* [Tareas y ejercicios]:
A – Responde según el fragmento sobre la amistad y la fraternidad:
(i) ¿Quién escribió que "filiación y amistad son dos realidades inseparables para los que aman a Dios"?
(ii) ¿Qué forman los naipes cuando se apoyan mutuamente?
(iii) ¿Qué aspectos de la propia vida se reservan, al menos de ordinario, a la dirección espiritual?
B – Copia del fragmento sobre la amistad y la fraternidad la parte que empieza con "El esfuerzo por" y llega hasta "profundamente su libertad.", pero cambia "sentido común" por "buen juicio".
C – ¿Cómo se traduce al inglés esta oración del fragmento sobre la amistad y la fraternidad: "La amistad es un apoyo y un estímulo constante para la misión que se comparte."?

* [Fragmento del texto]:
14. El beato Álvaro del Portillo escribió que “filiación y amistad son dos realidades inseparables para los que aman a Dios”[29]. Análogamente, entre fraternidad y amistad se da una íntima relación. La fraternidad, de simple relación fundamentada en la común filiación, se hace amistad por el cariño entre hermanos, con lo que comporta de interés mutuo, comprensión, comunicación, servicio atento y delicado, ayuda material, etc.
En ese sentido, también la fraternidad radicada en la común vocación a la Obra pide expresarse en una amistad, que alcanza su madurez cuando el bien que se desea para el otro es su felicidad, su fidelidad y su santidad. Al mismo tiempo, esta amistad no es “particular” en el sentido de exclusiva o excluyente, sino que está siempre abierta a los demás, aunque las limitaciones de espacio y tiempo no permitan una igual intensidad de comunicación y trato con todos.
“Con una caridad exquisita –que es característica de la Obra de Dios– nos ayudamos unos a otros a vivir y a querer la propia santidad y la santidad de los demás; y nos sentimos fuertes, con aquella fortaleza de los naipes que –solos– no se pueden sostener, pero que, apoyándose mutuamente, forman castillos que se mantienen en pie”[30]. Así, el amor que nos une entre nosotros es el mismo amor que mantiene la Obra unida.
15. La amistad es un apoyo y un estímulo constante para la misión que se comparte. Con nuestros hermanos compartimos también nuestras alegrías y proyectos, nuestras preocupaciones e ilusiones, aunque, lógicamente, hay aspectos de la propia vida de relación con Dios que, al menos de ordinario, se reservan a la dirección espiritual. Lo mismo sucede en la amistad entre los esposos, entre padres e hijos y, en general, entre buenos amigos.
El esfuerzo por hacer la vida agradable a los demás es un empeño gustoso, que forma parte de la vida diaria. En este campo, obrando con sentido común y sentido sobrenatural, difícilmente existirán excesos. Al contrario, se trata de un componente fundamental del camino a la santidad. “No me importa repetirlo muchas veces. Cariño, lo necesitan todas las personas, y lo necesitamos también en la Obra. Esforzaos para que, sin sensiblerías, aumente siempre el afecto hacia vuestros hermanos. Cualquier cosa de otro hijo mío debe ser —¡de verdad!— muy nuestra”[31]. Cariño es lo que recuerdan especialmente quienes convivieron con nuestro Padre. Un cariño que le llevaba a procurar lo mejor para cada hija y cada hijo suyo, y que al mismo tiempo le empujaba a amar profundamente su libertad.

* [Información proporcionada]:
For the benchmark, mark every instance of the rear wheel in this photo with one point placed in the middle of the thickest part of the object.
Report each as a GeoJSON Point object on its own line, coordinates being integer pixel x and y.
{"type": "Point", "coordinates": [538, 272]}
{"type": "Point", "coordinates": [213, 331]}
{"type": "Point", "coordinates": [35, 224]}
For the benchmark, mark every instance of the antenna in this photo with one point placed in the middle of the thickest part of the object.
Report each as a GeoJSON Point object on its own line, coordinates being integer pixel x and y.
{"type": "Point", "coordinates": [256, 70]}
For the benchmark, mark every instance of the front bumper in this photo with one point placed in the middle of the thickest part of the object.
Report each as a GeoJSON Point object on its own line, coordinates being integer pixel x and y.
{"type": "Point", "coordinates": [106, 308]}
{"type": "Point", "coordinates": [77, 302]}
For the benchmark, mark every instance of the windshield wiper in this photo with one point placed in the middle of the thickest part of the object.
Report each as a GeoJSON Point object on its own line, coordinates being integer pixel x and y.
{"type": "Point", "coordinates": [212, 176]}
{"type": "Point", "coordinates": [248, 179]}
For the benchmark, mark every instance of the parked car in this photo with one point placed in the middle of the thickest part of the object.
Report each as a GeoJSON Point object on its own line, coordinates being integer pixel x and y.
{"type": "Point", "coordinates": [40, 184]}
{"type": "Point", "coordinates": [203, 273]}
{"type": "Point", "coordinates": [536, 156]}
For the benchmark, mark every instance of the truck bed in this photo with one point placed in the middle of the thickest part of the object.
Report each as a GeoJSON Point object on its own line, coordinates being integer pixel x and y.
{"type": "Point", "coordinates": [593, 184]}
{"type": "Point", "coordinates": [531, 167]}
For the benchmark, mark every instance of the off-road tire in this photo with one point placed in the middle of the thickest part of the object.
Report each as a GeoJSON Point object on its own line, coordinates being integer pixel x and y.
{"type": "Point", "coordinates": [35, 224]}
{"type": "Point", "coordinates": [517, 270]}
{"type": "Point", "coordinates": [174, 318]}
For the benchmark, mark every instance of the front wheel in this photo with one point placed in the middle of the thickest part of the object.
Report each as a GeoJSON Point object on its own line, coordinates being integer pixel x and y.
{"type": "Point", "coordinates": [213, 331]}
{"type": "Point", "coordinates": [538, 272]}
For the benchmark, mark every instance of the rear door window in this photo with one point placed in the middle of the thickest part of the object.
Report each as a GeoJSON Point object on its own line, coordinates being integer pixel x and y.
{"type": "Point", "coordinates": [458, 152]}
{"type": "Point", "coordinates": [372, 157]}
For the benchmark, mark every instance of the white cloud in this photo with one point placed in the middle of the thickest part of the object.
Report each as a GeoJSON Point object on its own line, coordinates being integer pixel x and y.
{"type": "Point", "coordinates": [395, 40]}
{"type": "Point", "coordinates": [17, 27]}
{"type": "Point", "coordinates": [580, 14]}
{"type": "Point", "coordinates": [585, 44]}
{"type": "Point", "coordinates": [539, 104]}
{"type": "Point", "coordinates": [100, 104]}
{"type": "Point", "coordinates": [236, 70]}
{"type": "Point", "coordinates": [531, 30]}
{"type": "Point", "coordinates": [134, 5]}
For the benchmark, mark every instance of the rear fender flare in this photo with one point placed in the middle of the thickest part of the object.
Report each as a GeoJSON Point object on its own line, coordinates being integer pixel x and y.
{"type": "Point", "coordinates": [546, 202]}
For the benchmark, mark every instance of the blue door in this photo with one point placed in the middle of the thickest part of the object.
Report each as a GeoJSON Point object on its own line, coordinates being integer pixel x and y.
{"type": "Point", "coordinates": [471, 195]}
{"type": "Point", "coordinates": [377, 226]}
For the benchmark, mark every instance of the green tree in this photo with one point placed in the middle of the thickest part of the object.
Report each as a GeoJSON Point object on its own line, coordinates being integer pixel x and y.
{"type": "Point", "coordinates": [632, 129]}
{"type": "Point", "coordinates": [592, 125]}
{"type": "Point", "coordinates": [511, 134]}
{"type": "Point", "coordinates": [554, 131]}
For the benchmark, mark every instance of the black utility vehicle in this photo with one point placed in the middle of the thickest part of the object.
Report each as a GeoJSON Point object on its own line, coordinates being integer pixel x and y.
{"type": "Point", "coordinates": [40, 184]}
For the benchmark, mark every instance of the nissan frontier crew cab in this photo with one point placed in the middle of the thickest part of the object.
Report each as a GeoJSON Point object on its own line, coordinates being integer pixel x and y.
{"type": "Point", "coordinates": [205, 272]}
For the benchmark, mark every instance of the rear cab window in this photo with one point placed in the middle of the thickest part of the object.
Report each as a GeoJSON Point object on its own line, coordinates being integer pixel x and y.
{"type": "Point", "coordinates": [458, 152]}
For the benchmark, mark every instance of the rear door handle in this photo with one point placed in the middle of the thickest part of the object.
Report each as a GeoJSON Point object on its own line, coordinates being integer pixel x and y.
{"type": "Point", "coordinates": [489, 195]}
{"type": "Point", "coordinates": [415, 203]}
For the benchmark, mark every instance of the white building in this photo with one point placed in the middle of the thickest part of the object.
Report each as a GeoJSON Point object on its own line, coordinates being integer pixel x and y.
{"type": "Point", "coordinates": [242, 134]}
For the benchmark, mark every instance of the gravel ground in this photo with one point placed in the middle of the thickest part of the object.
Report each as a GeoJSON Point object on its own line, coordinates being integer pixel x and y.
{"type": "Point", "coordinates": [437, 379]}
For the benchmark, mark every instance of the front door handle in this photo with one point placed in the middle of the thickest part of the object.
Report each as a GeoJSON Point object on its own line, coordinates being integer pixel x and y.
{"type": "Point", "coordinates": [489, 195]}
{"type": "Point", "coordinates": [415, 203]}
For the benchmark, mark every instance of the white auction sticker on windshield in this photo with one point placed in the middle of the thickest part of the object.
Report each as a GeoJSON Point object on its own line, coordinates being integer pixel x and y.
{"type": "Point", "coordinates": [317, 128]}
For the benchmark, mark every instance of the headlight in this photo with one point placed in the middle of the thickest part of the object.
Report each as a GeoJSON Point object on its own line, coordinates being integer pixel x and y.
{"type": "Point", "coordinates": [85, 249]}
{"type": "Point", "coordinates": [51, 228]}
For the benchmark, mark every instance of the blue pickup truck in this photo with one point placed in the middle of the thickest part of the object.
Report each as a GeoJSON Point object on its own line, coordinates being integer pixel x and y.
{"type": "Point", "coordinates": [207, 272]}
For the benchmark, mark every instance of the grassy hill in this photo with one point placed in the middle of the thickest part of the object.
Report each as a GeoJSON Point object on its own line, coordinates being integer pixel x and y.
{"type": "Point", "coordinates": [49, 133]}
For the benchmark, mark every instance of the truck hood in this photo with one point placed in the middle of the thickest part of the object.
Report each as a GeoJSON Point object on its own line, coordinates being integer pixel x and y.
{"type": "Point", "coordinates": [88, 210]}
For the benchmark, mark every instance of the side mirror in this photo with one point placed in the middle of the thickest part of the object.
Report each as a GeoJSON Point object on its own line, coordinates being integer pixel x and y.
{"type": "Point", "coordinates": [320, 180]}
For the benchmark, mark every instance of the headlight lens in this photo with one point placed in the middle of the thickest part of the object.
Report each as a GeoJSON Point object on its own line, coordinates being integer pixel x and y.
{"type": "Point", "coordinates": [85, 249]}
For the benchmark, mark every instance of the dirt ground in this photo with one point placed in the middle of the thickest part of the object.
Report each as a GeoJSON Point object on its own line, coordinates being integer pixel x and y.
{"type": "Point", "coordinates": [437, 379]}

* [Resultados por tarea]:
A –
(i) El beato Álvaro del Portillo.
(ii) Castillos que se mantienen en pie.
(iii) Aspectos de la propia vida de relación con Dios.

B –
El esfuerzo por hacer la vida agradable a los demás es un empeño gustoso, que forma parte de la vida diaria. En este campo, obrando con buen juicio y sentido sobrenatural, difícilmente existirán excesos. Al contrario, se trata de un componente fundamental del camino a la santidad. “No me importa repetirlo muchas veces. Cariño, lo necesitan todas las personas, y lo necesitamos también en la Obra. Esforzaos para que, sin sensiblerías, aumente siempre el afecto hacia vuestros hermanos. Cualquier cosa de otro hijo mío debe ser —¡de verdad!— muy nuestra”[31]. Cariño es lo que recuerdan especialmente quienes convivieron con nuestro Padre. Un cariño que le llevaba a procurar lo mejor para cada hija y cada hijo suyo, y que al mismo tiempo le empujaba a amar profundamente su libertad.

C – Friendship is a constant support and encouragement for the mission that is shared.